◆ The exercise:
Extract each line below that contains the word "beige".

◆ Data extracted from a collection:
===

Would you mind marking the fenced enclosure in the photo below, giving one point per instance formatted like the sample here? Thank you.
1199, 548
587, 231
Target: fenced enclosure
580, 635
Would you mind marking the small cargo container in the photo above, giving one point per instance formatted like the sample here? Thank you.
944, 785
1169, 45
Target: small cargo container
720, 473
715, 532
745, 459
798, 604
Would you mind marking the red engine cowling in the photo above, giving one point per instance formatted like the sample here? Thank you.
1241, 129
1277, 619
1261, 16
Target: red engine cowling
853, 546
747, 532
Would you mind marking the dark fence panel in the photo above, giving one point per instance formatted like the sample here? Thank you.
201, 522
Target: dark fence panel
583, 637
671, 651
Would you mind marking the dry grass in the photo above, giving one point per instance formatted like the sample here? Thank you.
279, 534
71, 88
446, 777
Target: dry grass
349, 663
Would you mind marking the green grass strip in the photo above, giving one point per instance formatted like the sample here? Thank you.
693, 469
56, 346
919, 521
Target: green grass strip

===

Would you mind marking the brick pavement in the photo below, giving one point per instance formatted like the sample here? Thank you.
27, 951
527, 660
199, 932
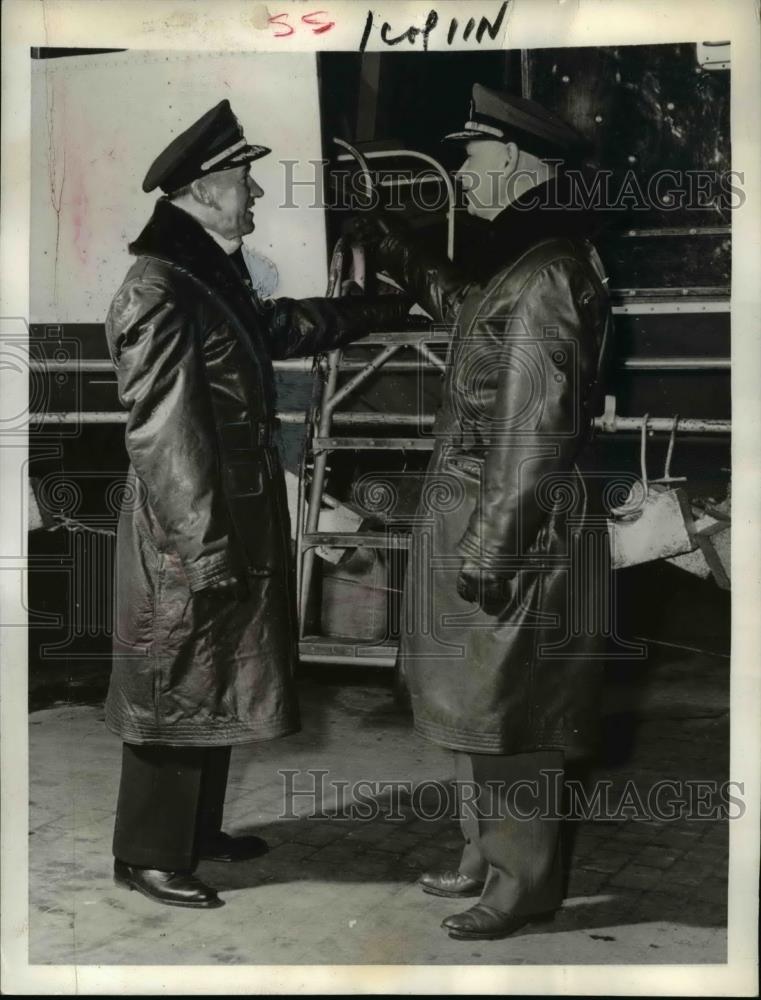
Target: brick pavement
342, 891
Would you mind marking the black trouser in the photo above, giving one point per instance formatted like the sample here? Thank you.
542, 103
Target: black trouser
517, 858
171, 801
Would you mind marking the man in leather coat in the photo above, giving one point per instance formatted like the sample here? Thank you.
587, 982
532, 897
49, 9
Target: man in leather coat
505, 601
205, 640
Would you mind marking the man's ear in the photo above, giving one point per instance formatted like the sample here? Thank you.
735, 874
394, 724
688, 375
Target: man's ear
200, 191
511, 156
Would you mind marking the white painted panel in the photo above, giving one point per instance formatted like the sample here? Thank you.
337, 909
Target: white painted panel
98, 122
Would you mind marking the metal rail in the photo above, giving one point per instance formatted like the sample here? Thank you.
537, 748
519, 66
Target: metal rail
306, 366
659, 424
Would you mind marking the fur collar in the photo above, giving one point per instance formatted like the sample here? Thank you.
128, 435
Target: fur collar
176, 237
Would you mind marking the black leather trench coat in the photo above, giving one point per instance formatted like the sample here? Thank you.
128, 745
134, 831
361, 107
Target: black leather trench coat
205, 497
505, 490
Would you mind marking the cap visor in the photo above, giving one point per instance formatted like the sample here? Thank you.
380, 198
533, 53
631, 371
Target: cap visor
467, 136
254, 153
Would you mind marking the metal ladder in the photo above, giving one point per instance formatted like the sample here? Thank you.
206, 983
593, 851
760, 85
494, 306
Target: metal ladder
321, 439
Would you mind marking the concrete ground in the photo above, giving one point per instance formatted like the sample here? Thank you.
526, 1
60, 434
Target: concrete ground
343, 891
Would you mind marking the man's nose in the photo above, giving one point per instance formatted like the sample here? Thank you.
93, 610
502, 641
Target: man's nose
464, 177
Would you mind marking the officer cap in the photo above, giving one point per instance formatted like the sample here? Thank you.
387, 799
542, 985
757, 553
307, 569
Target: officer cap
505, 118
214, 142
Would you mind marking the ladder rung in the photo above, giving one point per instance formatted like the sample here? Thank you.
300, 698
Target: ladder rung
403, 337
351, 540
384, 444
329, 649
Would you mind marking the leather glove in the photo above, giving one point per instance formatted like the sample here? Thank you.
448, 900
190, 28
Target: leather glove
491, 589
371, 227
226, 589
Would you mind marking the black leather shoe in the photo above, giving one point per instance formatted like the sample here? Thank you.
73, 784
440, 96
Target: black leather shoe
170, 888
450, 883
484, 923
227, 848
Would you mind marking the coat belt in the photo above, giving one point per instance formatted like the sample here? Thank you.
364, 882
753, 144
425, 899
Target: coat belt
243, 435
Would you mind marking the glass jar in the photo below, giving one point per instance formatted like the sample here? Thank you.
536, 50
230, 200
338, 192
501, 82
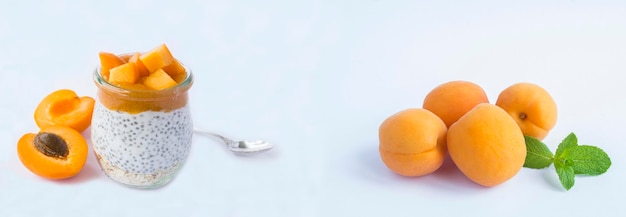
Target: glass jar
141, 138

===

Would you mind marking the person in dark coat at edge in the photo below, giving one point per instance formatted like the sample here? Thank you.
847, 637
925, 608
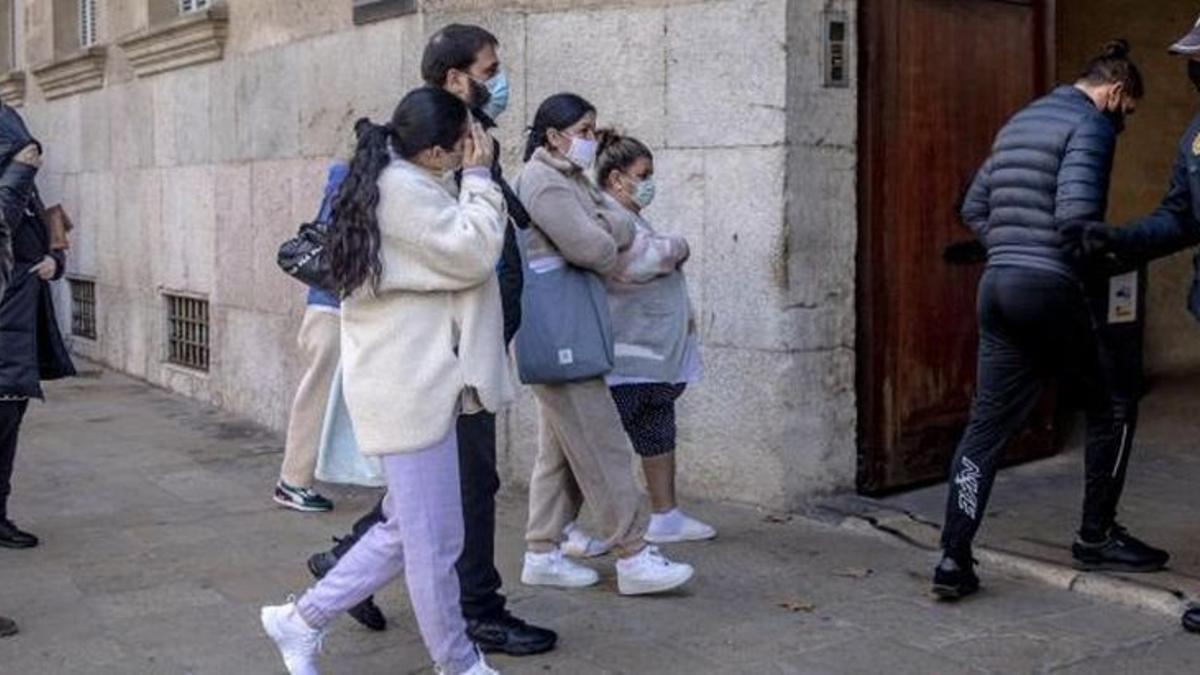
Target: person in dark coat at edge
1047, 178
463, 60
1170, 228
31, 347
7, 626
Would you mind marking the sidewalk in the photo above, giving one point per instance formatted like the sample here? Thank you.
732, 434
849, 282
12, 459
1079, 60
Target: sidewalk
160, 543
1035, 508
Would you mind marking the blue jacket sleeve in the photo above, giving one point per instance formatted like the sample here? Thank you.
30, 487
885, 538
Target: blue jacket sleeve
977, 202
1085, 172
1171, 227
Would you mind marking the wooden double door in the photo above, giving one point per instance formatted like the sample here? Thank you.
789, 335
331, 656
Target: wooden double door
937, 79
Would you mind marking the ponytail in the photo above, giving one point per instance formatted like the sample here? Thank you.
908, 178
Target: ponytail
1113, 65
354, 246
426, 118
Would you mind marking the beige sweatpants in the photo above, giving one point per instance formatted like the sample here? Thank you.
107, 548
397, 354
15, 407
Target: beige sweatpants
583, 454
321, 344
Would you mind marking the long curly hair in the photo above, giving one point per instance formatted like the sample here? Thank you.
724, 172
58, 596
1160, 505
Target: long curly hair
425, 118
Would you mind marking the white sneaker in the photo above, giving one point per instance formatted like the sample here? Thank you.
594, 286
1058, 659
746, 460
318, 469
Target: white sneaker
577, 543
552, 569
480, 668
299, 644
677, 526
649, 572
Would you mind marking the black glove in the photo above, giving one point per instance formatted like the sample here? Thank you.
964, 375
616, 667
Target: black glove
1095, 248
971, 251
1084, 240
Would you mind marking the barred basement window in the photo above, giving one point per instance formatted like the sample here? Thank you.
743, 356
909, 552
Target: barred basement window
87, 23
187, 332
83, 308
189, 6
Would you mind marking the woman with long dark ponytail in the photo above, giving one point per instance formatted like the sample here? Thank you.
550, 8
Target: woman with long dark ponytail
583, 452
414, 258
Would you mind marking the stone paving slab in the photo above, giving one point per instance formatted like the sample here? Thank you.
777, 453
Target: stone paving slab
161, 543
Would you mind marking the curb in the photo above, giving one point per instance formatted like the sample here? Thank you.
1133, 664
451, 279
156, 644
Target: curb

===

◆ Expected output:
Would you mind marking the beige sweatpants in the photo above, giving one point per instance formatted like the sample here? Thank you.
Target: beige sweatpants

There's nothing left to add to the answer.